■ **Problem details**
Word for word, give again the line holding "Practice. Locate the person standing" and each line after it to the end of the listing below.

■ **Information shown**
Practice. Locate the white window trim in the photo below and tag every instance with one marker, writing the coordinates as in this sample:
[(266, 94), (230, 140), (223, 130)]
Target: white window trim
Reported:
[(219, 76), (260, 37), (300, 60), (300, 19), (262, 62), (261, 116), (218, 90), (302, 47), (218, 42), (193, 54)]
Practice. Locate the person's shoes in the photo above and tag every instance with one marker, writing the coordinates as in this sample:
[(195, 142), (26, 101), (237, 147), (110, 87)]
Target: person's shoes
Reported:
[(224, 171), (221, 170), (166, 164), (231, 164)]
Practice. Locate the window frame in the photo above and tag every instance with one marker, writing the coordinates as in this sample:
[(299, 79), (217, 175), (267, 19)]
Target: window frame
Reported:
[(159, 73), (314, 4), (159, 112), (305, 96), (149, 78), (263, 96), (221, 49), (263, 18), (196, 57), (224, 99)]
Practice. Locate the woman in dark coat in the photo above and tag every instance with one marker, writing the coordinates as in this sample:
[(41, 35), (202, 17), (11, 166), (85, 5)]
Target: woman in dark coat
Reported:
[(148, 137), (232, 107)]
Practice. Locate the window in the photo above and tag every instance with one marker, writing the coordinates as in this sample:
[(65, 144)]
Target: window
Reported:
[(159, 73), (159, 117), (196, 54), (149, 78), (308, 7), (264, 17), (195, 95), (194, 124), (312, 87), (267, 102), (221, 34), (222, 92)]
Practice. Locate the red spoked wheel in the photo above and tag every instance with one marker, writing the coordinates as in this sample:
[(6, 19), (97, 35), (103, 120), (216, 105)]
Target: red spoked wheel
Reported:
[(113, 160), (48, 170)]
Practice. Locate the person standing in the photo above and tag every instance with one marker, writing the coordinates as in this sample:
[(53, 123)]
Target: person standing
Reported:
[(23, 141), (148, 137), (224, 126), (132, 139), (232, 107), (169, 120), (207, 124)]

■ **Solution**
Practice. Locate the person standing in the photo above and tag every instance with one marker, writing the coordinates as in this sample:
[(53, 123)]
Target: person standing
Reported:
[(23, 141), (148, 137), (224, 126), (132, 139), (232, 107), (169, 120), (207, 124)]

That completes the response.